### Problem description
Rewrite the listing from its beginning through the line containing "negative clicks: (656, 383) (673, 422)", inclusive, with every occurrence of "clicks" changed to "points" and all else unchanged. Omit the pictures from your answer.

Collection entries:
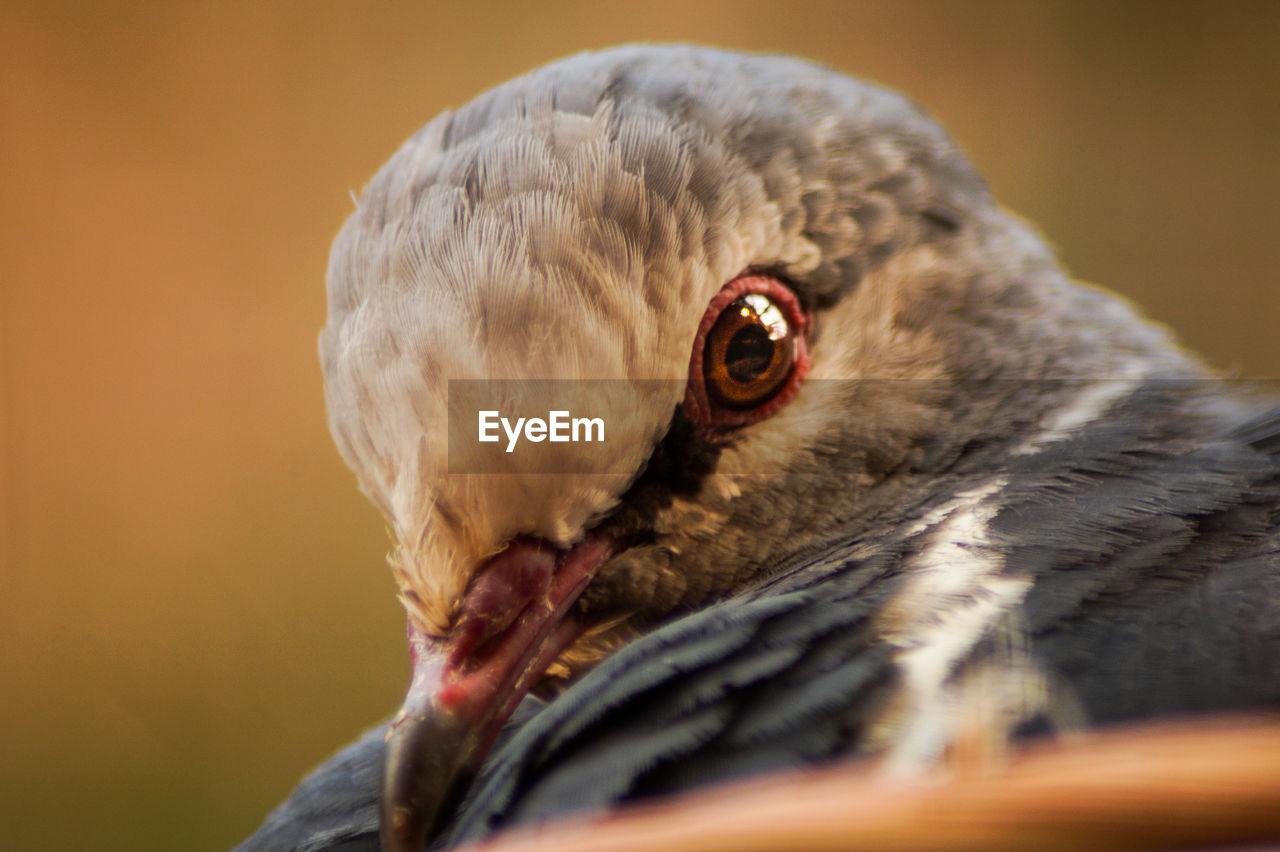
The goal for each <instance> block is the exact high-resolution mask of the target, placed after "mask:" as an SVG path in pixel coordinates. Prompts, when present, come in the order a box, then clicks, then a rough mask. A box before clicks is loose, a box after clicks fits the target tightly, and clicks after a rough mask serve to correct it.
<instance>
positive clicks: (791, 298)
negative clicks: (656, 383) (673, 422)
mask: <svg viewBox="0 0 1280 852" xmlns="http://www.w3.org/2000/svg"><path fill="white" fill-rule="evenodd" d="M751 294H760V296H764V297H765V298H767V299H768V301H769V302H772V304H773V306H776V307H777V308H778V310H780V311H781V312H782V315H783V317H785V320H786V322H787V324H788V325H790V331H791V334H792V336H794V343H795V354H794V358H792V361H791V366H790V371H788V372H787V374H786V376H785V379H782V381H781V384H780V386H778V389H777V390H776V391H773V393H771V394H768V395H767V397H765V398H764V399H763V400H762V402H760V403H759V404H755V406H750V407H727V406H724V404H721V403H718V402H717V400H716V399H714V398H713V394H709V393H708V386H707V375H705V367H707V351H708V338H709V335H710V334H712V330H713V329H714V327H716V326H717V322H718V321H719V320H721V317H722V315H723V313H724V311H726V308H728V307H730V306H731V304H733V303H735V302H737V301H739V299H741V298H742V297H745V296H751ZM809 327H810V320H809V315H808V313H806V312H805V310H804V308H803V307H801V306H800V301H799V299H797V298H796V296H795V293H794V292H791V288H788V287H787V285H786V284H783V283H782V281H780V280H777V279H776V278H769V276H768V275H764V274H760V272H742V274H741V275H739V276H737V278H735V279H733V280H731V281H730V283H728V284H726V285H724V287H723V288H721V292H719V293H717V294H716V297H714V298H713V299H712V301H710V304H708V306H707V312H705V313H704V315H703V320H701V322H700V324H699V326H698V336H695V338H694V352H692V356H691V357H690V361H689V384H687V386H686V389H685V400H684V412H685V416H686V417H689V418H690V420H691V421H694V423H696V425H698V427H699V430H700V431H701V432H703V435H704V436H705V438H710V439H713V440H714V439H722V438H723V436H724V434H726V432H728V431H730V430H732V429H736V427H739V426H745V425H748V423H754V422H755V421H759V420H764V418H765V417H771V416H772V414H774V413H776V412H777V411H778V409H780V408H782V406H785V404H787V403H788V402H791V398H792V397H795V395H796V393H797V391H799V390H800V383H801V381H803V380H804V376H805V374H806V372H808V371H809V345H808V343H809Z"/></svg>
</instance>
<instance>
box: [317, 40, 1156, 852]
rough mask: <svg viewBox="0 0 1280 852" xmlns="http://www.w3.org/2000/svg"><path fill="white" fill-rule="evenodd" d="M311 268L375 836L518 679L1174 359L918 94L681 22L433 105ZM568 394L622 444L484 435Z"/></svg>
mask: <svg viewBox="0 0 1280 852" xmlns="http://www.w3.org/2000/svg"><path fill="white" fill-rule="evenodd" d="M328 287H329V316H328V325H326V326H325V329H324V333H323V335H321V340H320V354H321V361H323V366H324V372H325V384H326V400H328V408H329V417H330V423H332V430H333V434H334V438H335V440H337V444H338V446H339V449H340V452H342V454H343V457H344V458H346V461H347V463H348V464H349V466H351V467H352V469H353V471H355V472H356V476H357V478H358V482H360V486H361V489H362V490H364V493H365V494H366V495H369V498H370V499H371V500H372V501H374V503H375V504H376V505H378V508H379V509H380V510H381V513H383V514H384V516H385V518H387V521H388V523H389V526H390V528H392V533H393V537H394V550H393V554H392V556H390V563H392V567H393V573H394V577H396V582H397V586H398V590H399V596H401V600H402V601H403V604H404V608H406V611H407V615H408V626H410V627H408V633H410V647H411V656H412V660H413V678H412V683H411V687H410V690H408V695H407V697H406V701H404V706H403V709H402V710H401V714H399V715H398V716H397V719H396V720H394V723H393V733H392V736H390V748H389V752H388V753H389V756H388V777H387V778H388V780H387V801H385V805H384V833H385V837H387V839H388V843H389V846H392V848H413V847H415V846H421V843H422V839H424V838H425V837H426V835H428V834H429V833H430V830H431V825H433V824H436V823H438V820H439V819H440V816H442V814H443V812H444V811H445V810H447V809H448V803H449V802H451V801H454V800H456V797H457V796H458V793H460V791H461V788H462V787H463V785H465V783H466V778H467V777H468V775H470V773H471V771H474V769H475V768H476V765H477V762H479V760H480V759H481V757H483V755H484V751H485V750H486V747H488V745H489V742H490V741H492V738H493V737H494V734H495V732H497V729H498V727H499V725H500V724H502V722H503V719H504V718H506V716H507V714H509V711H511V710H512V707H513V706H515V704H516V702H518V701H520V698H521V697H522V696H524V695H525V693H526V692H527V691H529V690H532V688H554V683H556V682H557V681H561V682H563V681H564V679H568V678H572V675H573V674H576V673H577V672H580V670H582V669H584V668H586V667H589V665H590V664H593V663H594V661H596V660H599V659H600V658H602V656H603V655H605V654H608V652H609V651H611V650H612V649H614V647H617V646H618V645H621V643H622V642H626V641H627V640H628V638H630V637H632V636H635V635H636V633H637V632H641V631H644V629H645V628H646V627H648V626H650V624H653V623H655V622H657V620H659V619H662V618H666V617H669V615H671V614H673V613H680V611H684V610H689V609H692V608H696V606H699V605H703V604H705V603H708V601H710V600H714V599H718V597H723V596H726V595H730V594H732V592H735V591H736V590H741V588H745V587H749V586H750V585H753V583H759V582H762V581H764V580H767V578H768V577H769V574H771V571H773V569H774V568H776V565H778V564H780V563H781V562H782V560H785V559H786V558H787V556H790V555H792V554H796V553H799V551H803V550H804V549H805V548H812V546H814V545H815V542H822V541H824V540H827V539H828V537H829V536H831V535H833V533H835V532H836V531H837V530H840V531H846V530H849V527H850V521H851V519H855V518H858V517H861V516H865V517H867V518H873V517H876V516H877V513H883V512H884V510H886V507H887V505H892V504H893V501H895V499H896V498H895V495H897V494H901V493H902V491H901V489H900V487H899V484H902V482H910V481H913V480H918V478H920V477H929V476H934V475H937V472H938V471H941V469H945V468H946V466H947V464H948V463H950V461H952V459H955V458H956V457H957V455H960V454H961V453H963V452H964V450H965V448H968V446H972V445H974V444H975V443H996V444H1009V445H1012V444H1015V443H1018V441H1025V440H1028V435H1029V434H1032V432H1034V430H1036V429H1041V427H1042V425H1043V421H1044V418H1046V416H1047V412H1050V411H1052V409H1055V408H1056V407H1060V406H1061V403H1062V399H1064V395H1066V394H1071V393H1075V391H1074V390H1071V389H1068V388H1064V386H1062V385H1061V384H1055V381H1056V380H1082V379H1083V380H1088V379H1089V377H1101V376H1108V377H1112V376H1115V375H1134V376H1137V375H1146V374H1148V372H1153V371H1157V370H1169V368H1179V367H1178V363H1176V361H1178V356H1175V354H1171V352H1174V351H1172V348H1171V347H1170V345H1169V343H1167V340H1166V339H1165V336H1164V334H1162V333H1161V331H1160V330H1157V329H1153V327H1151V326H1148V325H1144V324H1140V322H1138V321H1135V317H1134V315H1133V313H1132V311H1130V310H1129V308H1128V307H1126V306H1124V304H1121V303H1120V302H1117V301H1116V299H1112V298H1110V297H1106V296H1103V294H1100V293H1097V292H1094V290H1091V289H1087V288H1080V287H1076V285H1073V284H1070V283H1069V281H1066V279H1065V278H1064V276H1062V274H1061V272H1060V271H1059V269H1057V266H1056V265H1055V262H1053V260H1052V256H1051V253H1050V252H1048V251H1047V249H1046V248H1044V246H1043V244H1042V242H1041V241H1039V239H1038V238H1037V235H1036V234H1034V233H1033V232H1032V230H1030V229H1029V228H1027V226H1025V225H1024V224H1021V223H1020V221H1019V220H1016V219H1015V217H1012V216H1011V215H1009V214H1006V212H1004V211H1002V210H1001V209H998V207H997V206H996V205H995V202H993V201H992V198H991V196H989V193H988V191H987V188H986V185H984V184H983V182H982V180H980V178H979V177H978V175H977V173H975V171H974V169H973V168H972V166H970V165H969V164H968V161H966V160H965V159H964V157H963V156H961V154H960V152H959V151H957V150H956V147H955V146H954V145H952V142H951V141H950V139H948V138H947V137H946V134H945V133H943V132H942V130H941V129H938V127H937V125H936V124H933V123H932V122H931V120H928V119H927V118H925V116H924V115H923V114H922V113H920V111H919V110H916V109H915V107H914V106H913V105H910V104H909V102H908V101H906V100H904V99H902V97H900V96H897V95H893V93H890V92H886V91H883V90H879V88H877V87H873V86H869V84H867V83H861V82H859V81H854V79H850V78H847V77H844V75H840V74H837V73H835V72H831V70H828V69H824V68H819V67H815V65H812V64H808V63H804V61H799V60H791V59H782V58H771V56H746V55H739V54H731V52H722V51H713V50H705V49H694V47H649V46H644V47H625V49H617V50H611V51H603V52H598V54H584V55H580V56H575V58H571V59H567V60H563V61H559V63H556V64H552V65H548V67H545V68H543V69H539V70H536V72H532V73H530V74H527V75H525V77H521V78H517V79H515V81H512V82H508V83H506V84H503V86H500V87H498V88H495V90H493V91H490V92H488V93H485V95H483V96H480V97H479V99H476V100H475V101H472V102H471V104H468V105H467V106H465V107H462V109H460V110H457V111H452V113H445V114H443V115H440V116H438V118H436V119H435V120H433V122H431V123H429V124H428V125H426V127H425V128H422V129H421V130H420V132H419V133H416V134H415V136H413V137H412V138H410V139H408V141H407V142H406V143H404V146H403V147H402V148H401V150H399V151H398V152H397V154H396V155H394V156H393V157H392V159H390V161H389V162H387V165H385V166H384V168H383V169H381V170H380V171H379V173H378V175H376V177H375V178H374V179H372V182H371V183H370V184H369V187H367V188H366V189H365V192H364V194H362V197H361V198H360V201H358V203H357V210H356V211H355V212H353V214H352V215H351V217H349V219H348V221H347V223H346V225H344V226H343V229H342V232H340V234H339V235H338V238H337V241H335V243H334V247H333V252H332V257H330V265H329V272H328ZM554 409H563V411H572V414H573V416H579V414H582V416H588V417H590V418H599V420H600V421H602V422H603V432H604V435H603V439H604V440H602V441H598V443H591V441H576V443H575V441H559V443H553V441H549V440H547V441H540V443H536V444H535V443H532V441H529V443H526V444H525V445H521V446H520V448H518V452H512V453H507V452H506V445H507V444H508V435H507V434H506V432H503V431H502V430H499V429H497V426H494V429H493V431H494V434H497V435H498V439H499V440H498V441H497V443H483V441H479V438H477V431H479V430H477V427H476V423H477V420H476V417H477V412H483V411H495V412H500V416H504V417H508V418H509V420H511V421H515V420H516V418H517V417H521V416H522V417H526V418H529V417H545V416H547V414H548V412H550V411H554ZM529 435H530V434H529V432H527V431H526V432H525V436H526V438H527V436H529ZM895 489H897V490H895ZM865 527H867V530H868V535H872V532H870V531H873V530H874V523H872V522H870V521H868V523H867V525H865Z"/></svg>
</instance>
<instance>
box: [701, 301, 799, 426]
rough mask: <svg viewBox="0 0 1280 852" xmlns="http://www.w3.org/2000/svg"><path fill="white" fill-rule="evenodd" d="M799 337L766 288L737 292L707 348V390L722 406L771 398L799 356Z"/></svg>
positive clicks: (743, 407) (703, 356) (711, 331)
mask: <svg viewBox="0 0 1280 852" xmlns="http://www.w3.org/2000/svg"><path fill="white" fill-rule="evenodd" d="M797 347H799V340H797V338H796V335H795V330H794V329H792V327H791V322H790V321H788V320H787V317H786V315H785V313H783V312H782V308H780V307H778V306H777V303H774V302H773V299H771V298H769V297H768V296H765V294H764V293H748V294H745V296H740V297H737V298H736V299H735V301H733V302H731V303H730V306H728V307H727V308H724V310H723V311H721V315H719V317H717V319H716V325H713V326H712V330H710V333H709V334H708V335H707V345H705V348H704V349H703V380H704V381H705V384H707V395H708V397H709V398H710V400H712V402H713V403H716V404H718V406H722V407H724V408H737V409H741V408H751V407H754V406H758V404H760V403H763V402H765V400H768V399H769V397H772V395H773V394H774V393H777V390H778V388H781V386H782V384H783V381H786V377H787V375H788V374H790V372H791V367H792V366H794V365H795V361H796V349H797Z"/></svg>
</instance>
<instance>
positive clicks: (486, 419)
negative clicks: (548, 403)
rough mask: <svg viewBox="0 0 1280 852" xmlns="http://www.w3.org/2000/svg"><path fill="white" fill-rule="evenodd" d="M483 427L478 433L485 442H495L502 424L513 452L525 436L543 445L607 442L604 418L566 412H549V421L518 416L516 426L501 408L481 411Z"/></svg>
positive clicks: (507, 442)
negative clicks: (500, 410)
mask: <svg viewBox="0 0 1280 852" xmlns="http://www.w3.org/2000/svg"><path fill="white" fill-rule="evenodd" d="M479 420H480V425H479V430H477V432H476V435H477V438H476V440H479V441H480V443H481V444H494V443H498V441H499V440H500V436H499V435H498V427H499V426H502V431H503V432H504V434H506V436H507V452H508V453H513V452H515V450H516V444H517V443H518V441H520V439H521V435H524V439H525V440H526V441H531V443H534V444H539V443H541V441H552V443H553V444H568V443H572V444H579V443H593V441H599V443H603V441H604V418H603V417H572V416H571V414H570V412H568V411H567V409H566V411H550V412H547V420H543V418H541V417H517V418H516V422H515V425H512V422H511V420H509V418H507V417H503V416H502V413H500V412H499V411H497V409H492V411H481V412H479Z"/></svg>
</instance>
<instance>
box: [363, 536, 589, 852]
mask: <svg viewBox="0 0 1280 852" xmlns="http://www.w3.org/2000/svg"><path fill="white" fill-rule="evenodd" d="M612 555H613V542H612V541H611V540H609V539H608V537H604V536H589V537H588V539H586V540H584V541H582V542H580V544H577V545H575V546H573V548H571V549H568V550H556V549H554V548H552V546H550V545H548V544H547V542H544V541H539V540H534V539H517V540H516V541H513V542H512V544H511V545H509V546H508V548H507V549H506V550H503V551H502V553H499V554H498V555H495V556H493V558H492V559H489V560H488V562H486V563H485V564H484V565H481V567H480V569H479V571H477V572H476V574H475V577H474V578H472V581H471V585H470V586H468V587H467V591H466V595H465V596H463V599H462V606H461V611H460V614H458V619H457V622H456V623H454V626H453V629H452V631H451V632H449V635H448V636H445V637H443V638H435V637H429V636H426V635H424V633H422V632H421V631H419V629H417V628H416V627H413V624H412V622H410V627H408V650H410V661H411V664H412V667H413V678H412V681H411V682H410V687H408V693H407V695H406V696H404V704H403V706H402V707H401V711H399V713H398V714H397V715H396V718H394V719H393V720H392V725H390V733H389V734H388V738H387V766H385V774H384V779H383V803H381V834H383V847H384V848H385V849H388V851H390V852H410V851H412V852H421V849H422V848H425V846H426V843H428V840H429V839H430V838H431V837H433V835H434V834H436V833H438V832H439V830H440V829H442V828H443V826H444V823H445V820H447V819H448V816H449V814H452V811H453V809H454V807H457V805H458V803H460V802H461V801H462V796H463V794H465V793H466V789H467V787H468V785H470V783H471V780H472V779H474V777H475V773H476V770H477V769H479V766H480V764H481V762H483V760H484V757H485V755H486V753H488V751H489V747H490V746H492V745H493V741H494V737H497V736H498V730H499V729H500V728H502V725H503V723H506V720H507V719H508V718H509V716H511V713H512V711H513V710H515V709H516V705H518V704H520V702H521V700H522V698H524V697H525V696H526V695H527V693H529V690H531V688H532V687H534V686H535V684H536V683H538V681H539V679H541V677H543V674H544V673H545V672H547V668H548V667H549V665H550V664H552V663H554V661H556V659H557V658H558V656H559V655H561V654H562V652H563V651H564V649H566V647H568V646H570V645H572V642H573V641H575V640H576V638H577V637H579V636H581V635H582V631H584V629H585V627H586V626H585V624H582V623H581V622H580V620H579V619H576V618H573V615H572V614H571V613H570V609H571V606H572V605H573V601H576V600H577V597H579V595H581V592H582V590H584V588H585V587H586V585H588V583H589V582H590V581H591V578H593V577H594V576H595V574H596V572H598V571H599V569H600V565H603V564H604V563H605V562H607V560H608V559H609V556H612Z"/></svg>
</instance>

### Exercise result
The goal for each <instance> block is the exact high-resolution mask of the target, placed after "mask:" as an SVG path in pixel coordinates. Prompts, when present, come in the order a box, then points, then a rough mask. A box before points is loose, a box after points fits the target tightly, and points after a rough mask serve to correct it.
<instance>
positive points: (791, 298)
negative points: (656, 383) (673, 422)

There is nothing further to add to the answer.